» **Task brief**: Everything from the line containing "The response SHOULD mark one point per instance of the fried" through the last line of the records must be returned verbatim, and nothing outside that range.

» **Extracted material**:

※ ※ ※

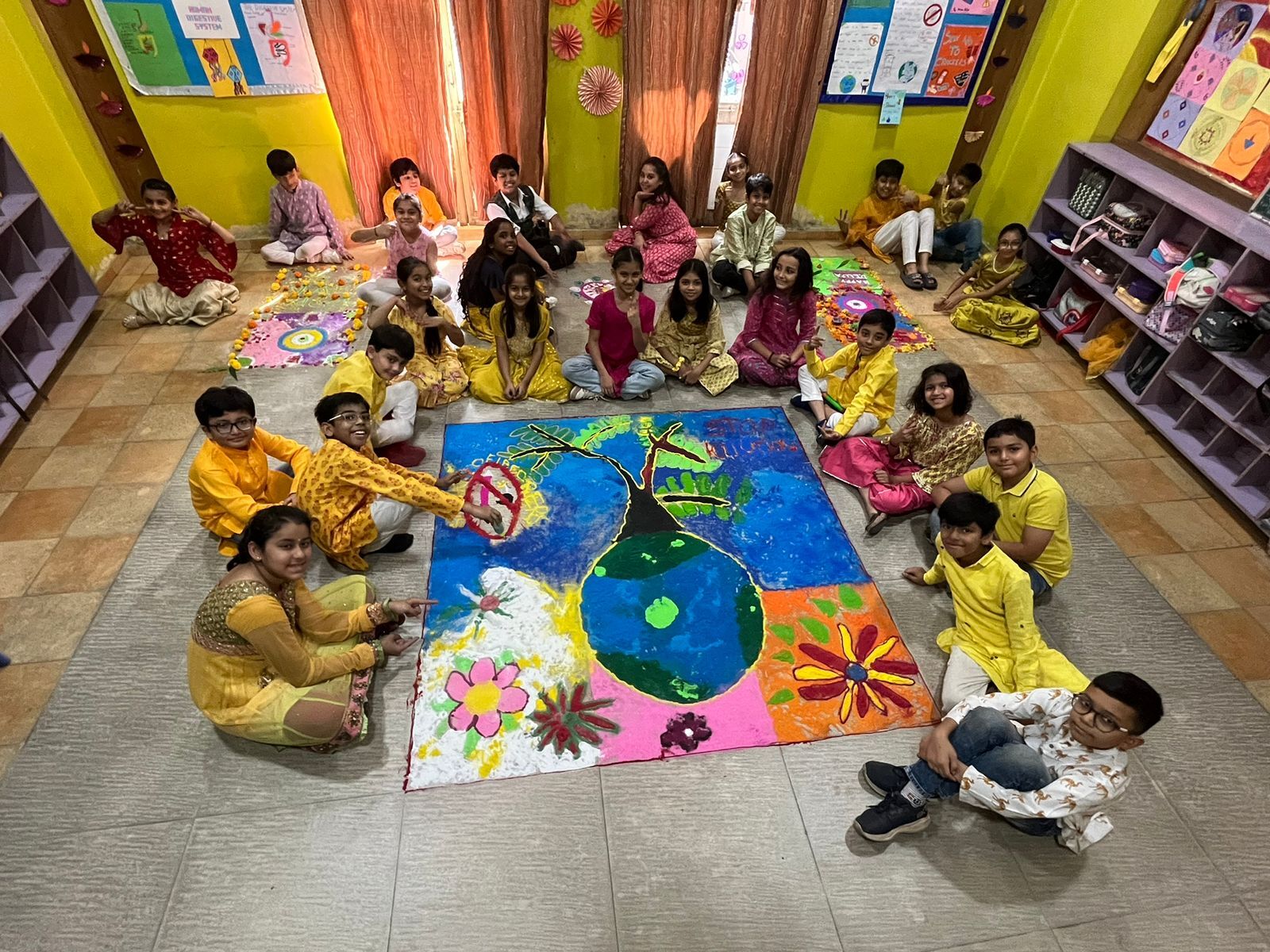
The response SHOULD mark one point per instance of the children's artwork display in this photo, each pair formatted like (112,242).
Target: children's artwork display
(1217,116)
(929,50)
(213,48)
(654,600)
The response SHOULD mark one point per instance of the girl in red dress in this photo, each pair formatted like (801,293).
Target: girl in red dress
(190,289)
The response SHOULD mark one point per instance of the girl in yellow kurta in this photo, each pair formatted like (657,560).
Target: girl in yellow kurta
(271,662)
(687,340)
(435,368)
(986,309)
(524,362)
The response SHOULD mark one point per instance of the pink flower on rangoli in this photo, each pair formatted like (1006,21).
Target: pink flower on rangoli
(484,695)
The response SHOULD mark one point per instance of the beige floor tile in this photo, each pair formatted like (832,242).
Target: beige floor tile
(1184,583)
(82,565)
(1237,639)
(1133,531)
(112,511)
(25,689)
(1244,573)
(145,463)
(41,513)
(41,628)
(73,466)
(46,428)
(1193,528)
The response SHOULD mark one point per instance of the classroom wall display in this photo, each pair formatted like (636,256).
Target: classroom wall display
(930,50)
(213,48)
(1217,116)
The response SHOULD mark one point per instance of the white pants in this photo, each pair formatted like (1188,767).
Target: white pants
(391,517)
(963,678)
(403,401)
(812,390)
(315,249)
(911,234)
(380,291)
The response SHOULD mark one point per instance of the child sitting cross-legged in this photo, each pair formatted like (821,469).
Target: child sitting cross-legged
(230,479)
(995,640)
(867,393)
(361,503)
(1045,761)
(435,368)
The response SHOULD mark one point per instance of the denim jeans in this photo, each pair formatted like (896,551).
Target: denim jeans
(968,232)
(988,742)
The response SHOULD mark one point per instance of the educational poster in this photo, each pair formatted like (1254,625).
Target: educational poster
(228,48)
(930,50)
(1217,114)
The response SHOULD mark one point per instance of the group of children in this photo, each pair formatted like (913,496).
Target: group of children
(1000,531)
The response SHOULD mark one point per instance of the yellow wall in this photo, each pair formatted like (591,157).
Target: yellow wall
(51,136)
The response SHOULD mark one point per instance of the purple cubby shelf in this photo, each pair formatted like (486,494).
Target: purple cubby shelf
(46,295)
(1203,403)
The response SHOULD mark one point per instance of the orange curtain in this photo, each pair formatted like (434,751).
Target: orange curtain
(503,52)
(387,86)
(673,57)
(783,88)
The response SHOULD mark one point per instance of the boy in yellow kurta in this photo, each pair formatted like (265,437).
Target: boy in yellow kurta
(867,393)
(995,640)
(230,479)
(360,501)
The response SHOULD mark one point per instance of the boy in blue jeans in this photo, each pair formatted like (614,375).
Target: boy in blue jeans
(1047,761)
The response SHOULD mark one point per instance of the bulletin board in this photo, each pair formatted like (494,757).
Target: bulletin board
(930,50)
(213,48)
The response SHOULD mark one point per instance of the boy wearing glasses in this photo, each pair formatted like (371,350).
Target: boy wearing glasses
(1047,761)
(230,479)
(361,503)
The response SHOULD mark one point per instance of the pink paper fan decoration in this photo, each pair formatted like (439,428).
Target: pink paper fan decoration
(606,17)
(567,41)
(600,90)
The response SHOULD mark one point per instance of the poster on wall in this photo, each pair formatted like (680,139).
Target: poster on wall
(228,48)
(930,50)
(1217,116)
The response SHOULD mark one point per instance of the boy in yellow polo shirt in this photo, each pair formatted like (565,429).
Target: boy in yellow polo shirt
(995,639)
(867,393)
(1033,527)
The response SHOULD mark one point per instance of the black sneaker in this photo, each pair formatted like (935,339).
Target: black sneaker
(883,778)
(891,818)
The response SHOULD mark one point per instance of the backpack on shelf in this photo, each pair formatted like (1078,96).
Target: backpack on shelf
(1089,192)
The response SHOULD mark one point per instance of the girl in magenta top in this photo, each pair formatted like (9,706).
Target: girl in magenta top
(619,327)
(780,319)
(658,228)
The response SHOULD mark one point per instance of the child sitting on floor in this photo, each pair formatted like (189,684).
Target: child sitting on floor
(408,181)
(986,308)
(302,224)
(190,290)
(619,325)
(937,442)
(230,479)
(524,362)
(895,219)
(995,640)
(435,368)
(949,200)
(687,342)
(1033,530)
(1047,762)
(406,238)
(742,262)
(368,372)
(780,319)
(361,503)
(867,393)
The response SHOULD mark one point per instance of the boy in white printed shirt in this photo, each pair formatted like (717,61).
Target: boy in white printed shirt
(1047,761)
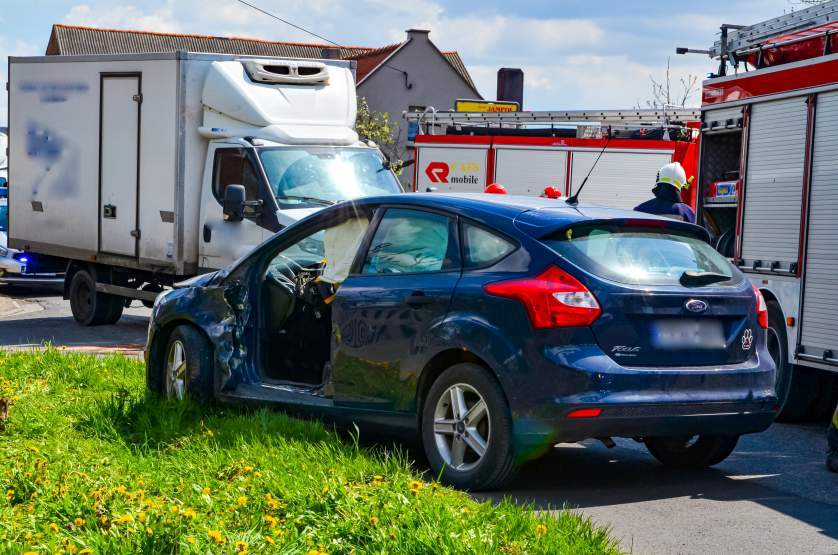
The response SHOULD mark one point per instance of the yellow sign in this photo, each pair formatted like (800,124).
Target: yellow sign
(485,106)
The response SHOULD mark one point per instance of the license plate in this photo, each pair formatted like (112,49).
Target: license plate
(688,334)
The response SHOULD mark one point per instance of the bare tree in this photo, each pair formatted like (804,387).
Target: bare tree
(664,93)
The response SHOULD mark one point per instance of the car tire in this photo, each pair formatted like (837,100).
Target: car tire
(452,442)
(90,307)
(186,368)
(682,452)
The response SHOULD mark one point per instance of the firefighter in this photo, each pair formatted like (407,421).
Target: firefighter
(832,439)
(667,202)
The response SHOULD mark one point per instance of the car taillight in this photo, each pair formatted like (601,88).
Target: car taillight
(552,299)
(762,309)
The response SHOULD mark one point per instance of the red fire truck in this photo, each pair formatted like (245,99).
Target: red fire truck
(527,152)
(768,187)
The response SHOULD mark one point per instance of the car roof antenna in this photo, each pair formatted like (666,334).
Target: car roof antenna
(573,199)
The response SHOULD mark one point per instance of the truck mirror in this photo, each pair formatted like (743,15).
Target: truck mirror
(234,196)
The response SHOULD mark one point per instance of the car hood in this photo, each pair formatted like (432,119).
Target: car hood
(289,216)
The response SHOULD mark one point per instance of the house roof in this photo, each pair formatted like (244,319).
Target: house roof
(76,40)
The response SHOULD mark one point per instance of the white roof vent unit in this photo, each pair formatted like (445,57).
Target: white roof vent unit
(287,72)
(280,110)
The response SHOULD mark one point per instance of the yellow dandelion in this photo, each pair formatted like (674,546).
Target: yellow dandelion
(216,536)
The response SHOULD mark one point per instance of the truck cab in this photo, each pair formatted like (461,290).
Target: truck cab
(136,171)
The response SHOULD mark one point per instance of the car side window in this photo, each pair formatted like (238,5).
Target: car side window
(412,241)
(482,247)
(233,167)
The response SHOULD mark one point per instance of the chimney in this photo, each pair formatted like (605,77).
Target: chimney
(330,53)
(418,34)
(511,85)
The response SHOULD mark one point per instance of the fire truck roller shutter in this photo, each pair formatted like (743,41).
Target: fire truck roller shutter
(774,181)
(527,171)
(620,179)
(819,325)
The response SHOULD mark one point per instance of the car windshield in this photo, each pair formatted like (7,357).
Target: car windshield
(310,176)
(640,256)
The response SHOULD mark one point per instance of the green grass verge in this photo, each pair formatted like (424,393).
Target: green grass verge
(89,463)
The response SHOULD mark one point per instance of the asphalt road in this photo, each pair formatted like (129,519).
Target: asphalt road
(773,495)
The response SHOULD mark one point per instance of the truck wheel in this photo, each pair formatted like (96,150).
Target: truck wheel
(90,307)
(796,387)
(187,365)
(691,452)
(467,429)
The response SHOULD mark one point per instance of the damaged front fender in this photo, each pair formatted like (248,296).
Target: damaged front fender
(222,312)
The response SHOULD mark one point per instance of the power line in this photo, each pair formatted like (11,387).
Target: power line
(407,84)
(295,26)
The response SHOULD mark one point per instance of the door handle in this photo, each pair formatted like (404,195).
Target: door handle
(418,298)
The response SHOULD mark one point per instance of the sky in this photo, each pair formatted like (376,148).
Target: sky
(576,54)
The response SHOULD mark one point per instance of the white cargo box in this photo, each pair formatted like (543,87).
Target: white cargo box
(107,153)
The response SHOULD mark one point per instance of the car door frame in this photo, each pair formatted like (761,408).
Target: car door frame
(360,258)
(256,264)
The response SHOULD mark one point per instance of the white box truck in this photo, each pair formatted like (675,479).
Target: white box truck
(138,171)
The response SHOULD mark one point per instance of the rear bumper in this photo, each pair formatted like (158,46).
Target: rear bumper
(639,402)
(669,420)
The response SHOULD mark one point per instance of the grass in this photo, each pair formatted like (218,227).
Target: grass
(89,463)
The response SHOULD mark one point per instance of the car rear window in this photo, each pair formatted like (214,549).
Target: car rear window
(639,256)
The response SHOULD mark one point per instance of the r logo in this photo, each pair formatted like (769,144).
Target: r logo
(437,172)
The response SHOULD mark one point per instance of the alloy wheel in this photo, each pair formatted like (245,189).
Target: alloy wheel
(462,427)
(176,370)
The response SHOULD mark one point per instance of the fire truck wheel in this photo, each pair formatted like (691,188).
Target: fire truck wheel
(823,406)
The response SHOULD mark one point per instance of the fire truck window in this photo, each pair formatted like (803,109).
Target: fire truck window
(233,167)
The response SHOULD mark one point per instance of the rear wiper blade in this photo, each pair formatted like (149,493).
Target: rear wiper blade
(307,199)
(697,279)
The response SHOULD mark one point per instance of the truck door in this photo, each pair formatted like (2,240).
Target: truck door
(119,154)
(818,325)
(222,242)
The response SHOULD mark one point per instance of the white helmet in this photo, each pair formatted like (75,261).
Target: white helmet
(673,174)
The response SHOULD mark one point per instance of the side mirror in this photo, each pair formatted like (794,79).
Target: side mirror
(234,199)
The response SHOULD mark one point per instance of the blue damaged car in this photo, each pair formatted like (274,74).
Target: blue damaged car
(491,327)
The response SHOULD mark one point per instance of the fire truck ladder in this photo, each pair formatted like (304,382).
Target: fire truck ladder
(739,40)
(666,118)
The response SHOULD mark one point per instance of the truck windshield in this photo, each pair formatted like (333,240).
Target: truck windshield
(310,176)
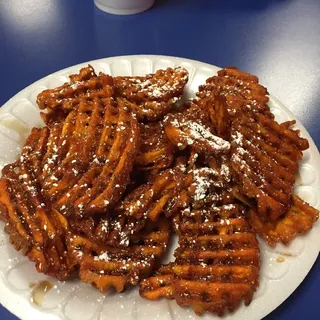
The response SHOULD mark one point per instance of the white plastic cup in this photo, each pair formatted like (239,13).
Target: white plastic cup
(124,7)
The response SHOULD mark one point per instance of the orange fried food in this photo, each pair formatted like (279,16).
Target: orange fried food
(163,194)
(33,226)
(60,101)
(159,285)
(111,230)
(192,128)
(87,167)
(242,92)
(106,267)
(156,151)
(264,156)
(151,97)
(296,221)
(217,262)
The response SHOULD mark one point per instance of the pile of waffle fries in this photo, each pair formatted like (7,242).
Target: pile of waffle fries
(122,163)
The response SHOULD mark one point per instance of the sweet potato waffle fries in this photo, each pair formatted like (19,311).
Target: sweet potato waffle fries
(123,162)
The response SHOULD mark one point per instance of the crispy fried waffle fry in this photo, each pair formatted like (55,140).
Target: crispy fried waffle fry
(106,267)
(296,221)
(34,228)
(264,157)
(241,90)
(95,193)
(163,194)
(217,262)
(60,101)
(156,151)
(153,96)
(192,128)
(96,150)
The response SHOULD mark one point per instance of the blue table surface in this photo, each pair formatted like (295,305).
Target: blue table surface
(278,40)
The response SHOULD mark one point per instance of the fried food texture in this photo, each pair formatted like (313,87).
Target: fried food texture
(122,162)
(151,97)
(156,151)
(296,221)
(192,128)
(106,267)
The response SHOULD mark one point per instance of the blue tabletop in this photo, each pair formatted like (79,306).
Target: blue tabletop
(278,40)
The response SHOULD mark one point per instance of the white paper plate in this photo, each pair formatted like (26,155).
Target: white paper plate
(77,301)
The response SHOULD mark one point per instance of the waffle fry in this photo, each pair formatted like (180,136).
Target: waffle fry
(60,101)
(34,228)
(153,96)
(94,172)
(119,163)
(107,267)
(163,194)
(217,262)
(296,221)
(241,90)
(156,151)
(264,158)
(192,128)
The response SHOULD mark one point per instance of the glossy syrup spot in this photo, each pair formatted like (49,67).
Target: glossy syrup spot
(39,292)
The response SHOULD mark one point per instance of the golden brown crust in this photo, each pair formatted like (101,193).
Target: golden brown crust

※ ※ ※

» **Written reply**:
The response SHOULD mark one point per instance of the fried food texture in this photo, each pair formatted like (313,87).
Target: fried food texture
(122,162)
(151,97)
(156,151)
(296,221)
(192,128)
(106,267)
The response SHOULD mark one point per instance of the blue tabletop in this photo, each pair formatted like (79,306).
Target: blue tabletop
(278,40)
The response SHOULD mark one point per instance of the white paper plate in this photo, each pair formatted like (26,155).
Target: white paper plate
(77,301)
The response SHOULD mark one point per instance of the waffle fry in this photo, each pair formatted like (180,136).
Target: waffle fry
(60,101)
(34,228)
(153,96)
(94,172)
(119,163)
(107,267)
(163,194)
(217,262)
(296,221)
(241,90)
(156,151)
(264,158)
(192,128)
The response SHOULD mark one point per instance of the glossy syrup spot in this photo, each pair formatted like (49,67).
Target: glossy syrup spot
(39,292)
The response SHOULD mark one point per instance of the golden brown crust in this photo, each pair formatted like (101,193).
Target: golden brown crust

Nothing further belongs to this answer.